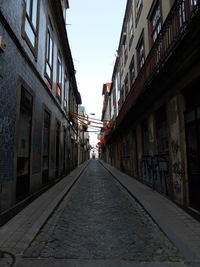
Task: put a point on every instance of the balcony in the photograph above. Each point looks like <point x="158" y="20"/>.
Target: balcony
<point x="178" y="24"/>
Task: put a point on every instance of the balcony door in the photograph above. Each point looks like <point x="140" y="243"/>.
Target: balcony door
<point x="192" y="126"/>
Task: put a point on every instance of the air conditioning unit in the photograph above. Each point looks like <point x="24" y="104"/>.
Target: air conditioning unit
<point x="2" y="45"/>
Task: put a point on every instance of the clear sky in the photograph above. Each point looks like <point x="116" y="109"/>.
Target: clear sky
<point x="93" y="32"/>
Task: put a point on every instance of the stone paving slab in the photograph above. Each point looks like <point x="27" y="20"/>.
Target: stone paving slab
<point x="16" y="234"/>
<point x="92" y="263"/>
<point x="99" y="220"/>
<point x="179" y="226"/>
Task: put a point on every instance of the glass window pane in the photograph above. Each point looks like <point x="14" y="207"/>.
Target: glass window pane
<point x="190" y="116"/>
<point x="48" y="70"/>
<point x="50" y="51"/>
<point x="29" y="32"/>
<point x="34" y="13"/>
<point x="28" y="7"/>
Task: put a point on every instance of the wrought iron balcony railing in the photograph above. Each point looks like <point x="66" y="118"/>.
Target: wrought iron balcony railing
<point x="173" y="30"/>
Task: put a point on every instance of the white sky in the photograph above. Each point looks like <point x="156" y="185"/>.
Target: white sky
<point x="94" y="33"/>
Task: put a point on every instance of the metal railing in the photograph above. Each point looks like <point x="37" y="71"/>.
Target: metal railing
<point x="173" y="30"/>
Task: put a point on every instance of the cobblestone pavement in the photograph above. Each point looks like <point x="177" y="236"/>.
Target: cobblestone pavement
<point x="99" y="220"/>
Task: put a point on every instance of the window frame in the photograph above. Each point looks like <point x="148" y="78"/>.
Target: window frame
<point x="66" y="92"/>
<point x="156" y="4"/>
<point x="138" y="10"/>
<point x="132" y="74"/>
<point x="161" y="124"/>
<point x="139" y="57"/>
<point x="59" y="76"/>
<point x="130" y="27"/>
<point x="49" y="53"/>
<point x="27" y="18"/>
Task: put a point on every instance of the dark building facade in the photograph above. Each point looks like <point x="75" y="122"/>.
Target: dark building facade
<point x="155" y="99"/>
<point x="37" y="92"/>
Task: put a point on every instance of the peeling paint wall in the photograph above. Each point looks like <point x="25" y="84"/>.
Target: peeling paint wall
<point x="177" y="169"/>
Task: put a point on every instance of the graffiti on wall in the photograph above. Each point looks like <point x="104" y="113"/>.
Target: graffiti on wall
<point x="155" y="172"/>
<point x="177" y="168"/>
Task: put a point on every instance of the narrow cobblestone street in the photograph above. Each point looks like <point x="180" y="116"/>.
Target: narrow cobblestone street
<point x="99" y="220"/>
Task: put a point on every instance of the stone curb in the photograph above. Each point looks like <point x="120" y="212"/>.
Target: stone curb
<point x="182" y="229"/>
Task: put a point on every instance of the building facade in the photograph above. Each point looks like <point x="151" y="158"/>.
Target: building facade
<point x="155" y="99"/>
<point x="37" y="93"/>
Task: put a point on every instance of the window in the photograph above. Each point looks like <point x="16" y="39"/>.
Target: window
<point x="126" y="87"/>
<point x="193" y="3"/>
<point x="29" y="29"/>
<point x="59" y="75"/>
<point x="161" y="130"/>
<point x="155" y="22"/>
<point x="46" y="142"/>
<point x="125" y="52"/>
<point x="145" y="137"/>
<point x="138" y="5"/>
<point x="49" y="51"/>
<point x="140" y="53"/>
<point x="132" y="71"/>
<point x="130" y="29"/>
<point x="24" y="145"/>
<point x="66" y="92"/>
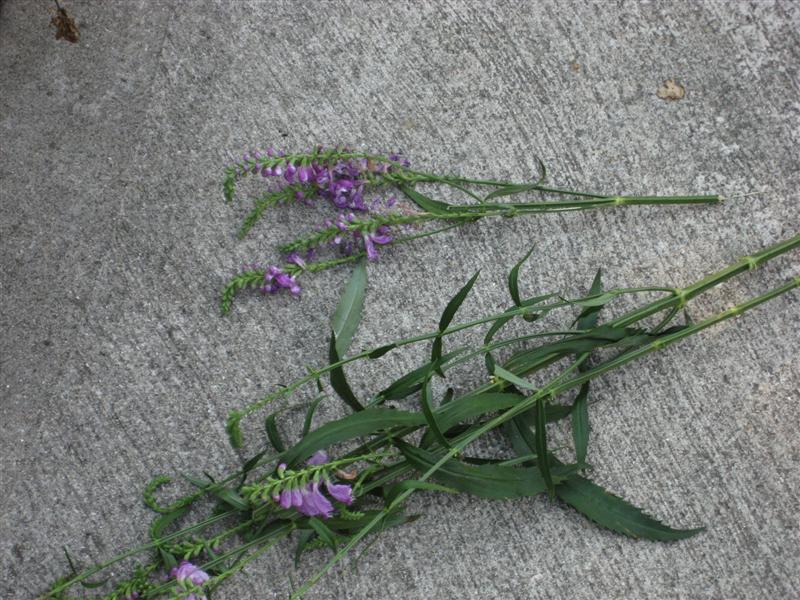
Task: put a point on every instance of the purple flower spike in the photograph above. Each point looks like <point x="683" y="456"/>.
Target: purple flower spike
<point x="304" y="174"/>
<point x="340" y="492"/>
<point x="194" y="574"/>
<point x="294" y="257"/>
<point x="320" y="457"/>
<point x="372" y="254"/>
<point x="297" y="498"/>
<point x="314" y="503"/>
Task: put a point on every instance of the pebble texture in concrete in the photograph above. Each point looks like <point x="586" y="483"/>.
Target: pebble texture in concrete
<point x="115" y="242"/>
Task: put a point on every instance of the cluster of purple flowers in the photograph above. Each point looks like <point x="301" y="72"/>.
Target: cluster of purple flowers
<point x="381" y="236"/>
<point x="196" y="576"/>
<point x="340" y="181"/>
<point x="276" y="279"/>
<point x="309" y="499"/>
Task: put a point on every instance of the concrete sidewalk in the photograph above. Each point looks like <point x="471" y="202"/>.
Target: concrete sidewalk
<point x="116" y="365"/>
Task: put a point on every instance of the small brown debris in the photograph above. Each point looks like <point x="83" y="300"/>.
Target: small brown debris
<point x="670" y="90"/>
<point x="65" y="25"/>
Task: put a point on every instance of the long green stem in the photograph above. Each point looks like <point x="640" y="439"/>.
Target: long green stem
<point x="679" y="297"/>
<point x="545" y="392"/>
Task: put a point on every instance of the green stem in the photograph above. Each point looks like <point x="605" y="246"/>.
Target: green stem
<point x="545" y="392"/>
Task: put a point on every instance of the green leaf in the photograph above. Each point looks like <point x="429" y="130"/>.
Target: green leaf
<point x="513" y="276"/>
<point x="273" y="435"/>
<point x="543" y="458"/>
<point x="348" y="313"/>
<point x="502" y="373"/>
<point x="164" y="521"/>
<point x="378" y="352"/>
<point x="580" y="423"/>
<point x="338" y="379"/>
<point x="435" y="207"/>
<point x="485" y="481"/>
<point x="358" y="424"/>
<point x="614" y="513"/>
<point x="447" y="317"/>
<point x="527" y="361"/>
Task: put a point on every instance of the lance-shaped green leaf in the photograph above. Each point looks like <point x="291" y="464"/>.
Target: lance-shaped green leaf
<point x="592" y="500"/>
<point x="356" y="425"/>
<point x="543" y="458"/>
<point x="526" y="361"/>
<point x="347" y="316"/>
<point x="580" y="407"/>
<point x="447" y="317"/>
<point x="338" y="379"/>
<point x="580" y="423"/>
<point x="485" y="481"/>
<point x="612" y="512"/>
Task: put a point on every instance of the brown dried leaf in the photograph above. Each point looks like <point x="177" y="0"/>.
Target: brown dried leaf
<point x="65" y="26"/>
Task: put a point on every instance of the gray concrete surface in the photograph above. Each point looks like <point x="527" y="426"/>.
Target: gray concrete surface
<point x="115" y="243"/>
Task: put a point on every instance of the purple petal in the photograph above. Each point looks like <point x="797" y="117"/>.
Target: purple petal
<point x="318" y="503"/>
<point x="381" y="239"/>
<point x="297" y="498"/>
<point x="372" y="254"/>
<point x="320" y="457"/>
<point x="340" y="492"/>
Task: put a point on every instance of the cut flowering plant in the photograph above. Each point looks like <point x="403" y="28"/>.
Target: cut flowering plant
<point x="362" y="190"/>
<point x="349" y="478"/>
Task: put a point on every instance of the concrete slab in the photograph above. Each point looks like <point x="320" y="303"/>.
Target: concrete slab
<point x="116" y="365"/>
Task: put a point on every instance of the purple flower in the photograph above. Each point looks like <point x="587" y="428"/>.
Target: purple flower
<point x="187" y="570"/>
<point x="320" y="457"/>
<point x="314" y="503"/>
<point x="294" y="257"/>
<point x="276" y="279"/>
<point x="194" y="574"/>
<point x="309" y="500"/>
<point x="340" y="492"/>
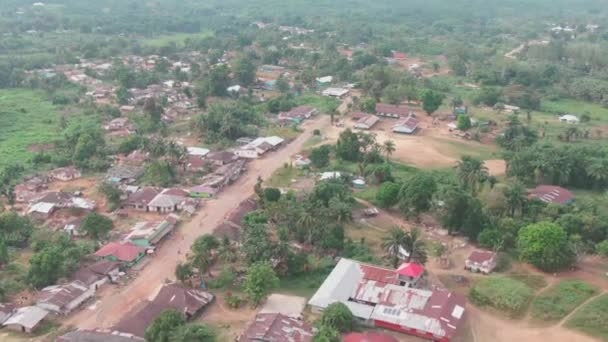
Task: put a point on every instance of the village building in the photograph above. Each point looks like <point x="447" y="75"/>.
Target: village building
<point x="330" y="175"/>
<point x="275" y="327"/>
<point x="6" y="311"/>
<point x="408" y="125"/>
<point x="335" y="92"/>
<point x="167" y="201"/>
<point x="569" y="119"/>
<point x="368" y="337"/>
<point x="197" y="151"/>
<point x="65" y="174"/>
<point x="30" y="188"/>
<point x="378" y="297"/>
<point x="258" y="147"/>
<point x="232" y="227"/>
<point x="97" y="336"/>
<point x="117" y="124"/>
<point x="106" y="268"/>
<point x="203" y="191"/>
<point x="126" y="253"/>
<point x="43" y="206"/>
<point x="324" y="81"/>
<point x="125" y="174"/>
<point x="197" y="164"/>
<point x="222" y="157"/>
<point x="551" y="194"/>
<point x="301" y="162"/>
<point x="26" y="319"/>
<point x="186" y="301"/>
<point x="481" y="261"/>
<point x="63" y="299"/>
<point x="140" y="199"/>
<point x="149" y="233"/>
<point x="72" y="227"/>
<point x="366" y="121"/>
<point x="298" y="114"/>
<point x="136" y="158"/>
<point x="392" y="111"/>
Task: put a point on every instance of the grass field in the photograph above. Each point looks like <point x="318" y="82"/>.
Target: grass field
<point x="506" y="295"/>
<point x="592" y="318"/>
<point x="178" y="38"/>
<point x="26" y="118"/>
<point x="534" y="281"/>
<point x="575" y="107"/>
<point x="322" y="103"/>
<point x="559" y="300"/>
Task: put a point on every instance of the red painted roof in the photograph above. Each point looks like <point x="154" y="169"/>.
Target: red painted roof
<point x="368" y="337"/>
<point x="481" y="256"/>
<point x="551" y="194"/>
<point x="124" y="252"/>
<point x="399" y="55"/>
<point x="410" y="269"/>
<point x="392" y="109"/>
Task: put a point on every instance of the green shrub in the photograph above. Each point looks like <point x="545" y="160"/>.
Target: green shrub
<point x="504" y="294"/>
<point x="592" y="318"/>
<point x="561" y="299"/>
<point x="233" y="301"/>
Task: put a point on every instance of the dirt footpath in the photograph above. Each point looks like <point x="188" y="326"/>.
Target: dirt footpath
<point x="161" y="267"/>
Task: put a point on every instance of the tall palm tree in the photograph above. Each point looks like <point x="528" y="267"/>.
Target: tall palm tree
<point x="392" y="244"/>
<point x="414" y="245"/>
<point x="472" y="173"/>
<point x="598" y="170"/>
<point x="389" y="148"/>
<point x="307" y="220"/>
<point x="515" y="197"/>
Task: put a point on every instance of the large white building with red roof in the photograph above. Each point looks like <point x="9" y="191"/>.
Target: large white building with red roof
<point x="382" y="297"/>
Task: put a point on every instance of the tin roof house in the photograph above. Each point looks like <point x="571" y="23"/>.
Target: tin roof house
<point x="378" y="297"/>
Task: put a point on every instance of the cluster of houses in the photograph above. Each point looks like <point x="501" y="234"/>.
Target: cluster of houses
<point x="406" y="122"/>
<point x="60" y="299"/>
<point x="389" y="299"/>
<point x="186" y="301"/>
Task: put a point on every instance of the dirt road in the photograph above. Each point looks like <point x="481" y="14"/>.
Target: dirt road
<point x="118" y="301"/>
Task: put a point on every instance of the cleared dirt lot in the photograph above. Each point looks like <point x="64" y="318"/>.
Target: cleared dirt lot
<point x="433" y="146"/>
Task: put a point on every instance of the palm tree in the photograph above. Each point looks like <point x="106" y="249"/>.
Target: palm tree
<point x="307" y="220"/>
<point x="515" y="197"/>
<point x="472" y="173"/>
<point x="598" y="170"/>
<point x="414" y="245"/>
<point x="389" y="148"/>
<point x="392" y="244"/>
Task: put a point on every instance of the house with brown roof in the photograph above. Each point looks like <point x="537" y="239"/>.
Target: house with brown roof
<point x="140" y="199"/>
<point x="65" y="174"/>
<point x="126" y="253"/>
<point x="298" y="114"/>
<point x="26" y="319"/>
<point x="481" y="261"/>
<point x="407" y="125"/>
<point x="551" y="194"/>
<point x="187" y="301"/>
<point x="393" y="111"/>
<point x="271" y="327"/>
<point x="167" y="201"/>
<point x="30" y="188"/>
<point x="222" y="157"/>
<point x="366" y="121"/>
<point x="182" y="299"/>
<point x="97" y="336"/>
<point x="6" y="311"/>
<point x="378" y="297"/>
<point x="63" y="299"/>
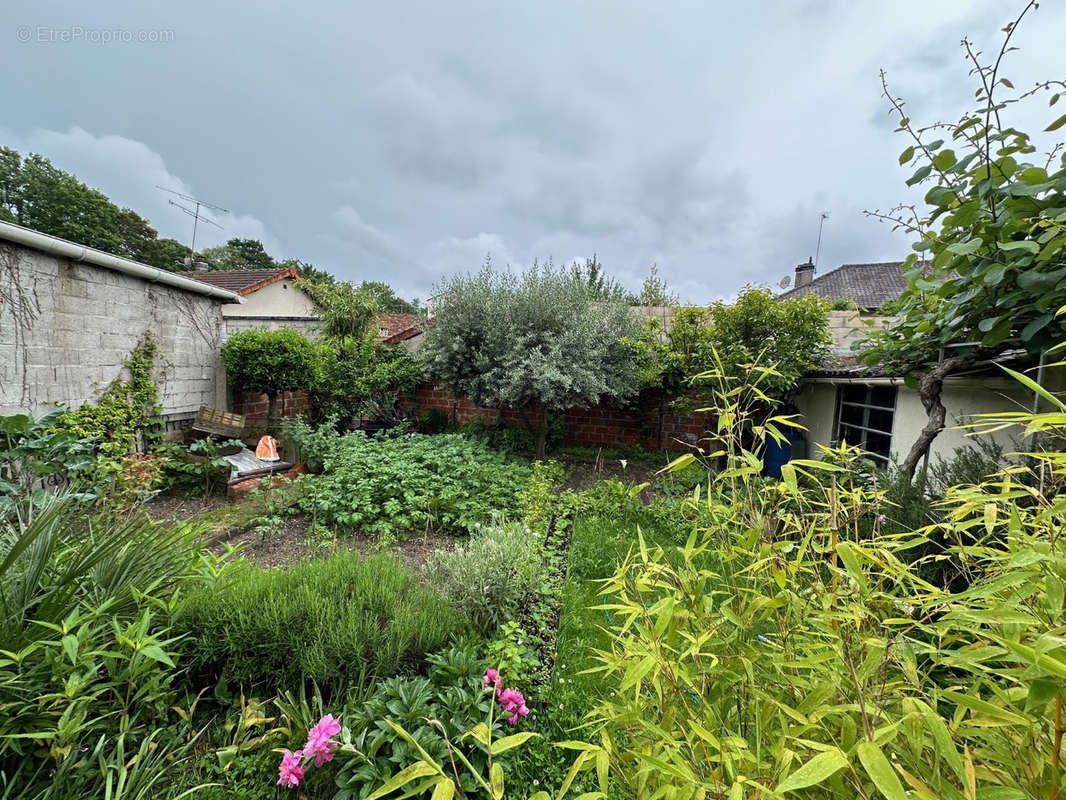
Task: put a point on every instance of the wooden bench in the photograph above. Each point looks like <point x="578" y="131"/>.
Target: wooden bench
<point x="219" y="422"/>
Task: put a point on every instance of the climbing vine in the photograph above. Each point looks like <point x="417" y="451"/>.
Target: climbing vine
<point x="127" y="416"/>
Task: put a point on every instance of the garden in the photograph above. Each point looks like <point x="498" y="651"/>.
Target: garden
<point x="441" y="612"/>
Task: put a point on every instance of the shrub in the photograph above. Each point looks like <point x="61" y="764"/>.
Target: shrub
<point x="969" y="465"/>
<point x="269" y="362"/>
<point x="452" y="693"/>
<point x="544" y="340"/>
<point x="340" y="622"/>
<point x="89" y="662"/>
<point x="358" y="377"/>
<point x="311" y="444"/>
<point x="488" y="577"/>
<point x="388" y="484"/>
<point x="536" y="501"/>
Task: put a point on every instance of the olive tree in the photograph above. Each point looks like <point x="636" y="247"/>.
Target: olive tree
<point x="269" y="362"/>
<point x="988" y="271"/>
<point x="540" y="341"/>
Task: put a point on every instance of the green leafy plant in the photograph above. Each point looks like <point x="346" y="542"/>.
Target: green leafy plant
<point x="340" y="622"/>
<point x="310" y="443"/>
<point x="988" y="271"/>
<point x="34" y="454"/>
<point x="446" y="482"/>
<point x="126" y="417"/>
<point x="87" y="661"/>
<point x="269" y="362"/>
<point x="512" y="654"/>
<point x="779" y="652"/>
<point x="538" y="342"/>
<point x="452" y="693"/>
<point x="489" y="576"/>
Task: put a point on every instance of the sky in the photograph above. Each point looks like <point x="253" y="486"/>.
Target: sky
<point x="406" y="142"/>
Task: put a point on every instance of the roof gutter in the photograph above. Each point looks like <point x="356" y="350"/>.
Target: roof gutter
<point x="74" y="252"/>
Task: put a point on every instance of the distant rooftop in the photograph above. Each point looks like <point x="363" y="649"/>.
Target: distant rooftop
<point x="243" y="282"/>
<point x="867" y="285"/>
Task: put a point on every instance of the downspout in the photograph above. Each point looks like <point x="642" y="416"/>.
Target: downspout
<point x="80" y="254"/>
<point x="1036" y="397"/>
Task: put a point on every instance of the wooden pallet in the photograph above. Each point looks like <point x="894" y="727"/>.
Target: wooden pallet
<point x="219" y="422"/>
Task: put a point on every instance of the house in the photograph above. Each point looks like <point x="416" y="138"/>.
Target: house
<point x="393" y="323"/>
<point x="401" y="329"/>
<point x="70" y="315"/>
<point x="271" y="299"/>
<point x="845" y="400"/>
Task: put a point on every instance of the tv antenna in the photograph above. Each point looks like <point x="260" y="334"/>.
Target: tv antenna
<point x="195" y="213"/>
<point x="821" y="222"/>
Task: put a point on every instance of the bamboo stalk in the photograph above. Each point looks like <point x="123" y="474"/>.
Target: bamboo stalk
<point x="1056" y="753"/>
<point x="834" y="536"/>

# # # # # # #

→ **Exercise objective**
Take the line with "Task: put a point on every instance of the house in" and all lines after it to the last line, and reproduce them exactly.

→ **Solution to this exercise**
Task: put a point on every instance of the house in the photograph above. Each point looks like <point x="416" y="138"/>.
Target: house
<point x="393" y="323"/>
<point x="401" y="329"/>
<point x="70" y="315"/>
<point x="271" y="299"/>
<point x="845" y="400"/>
Task: put a point on every instance of the tv antenna in the photograph above. Each point looks like <point x="260" y="334"/>.
Target: tv antenna
<point x="195" y="213"/>
<point x="821" y="222"/>
Task: put a point on every instance of the bamboo stalk in the photograph above. Each point looks like <point x="123" y="474"/>.
Target: bamboo stalk
<point x="1056" y="753"/>
<point x="834" y="536"/>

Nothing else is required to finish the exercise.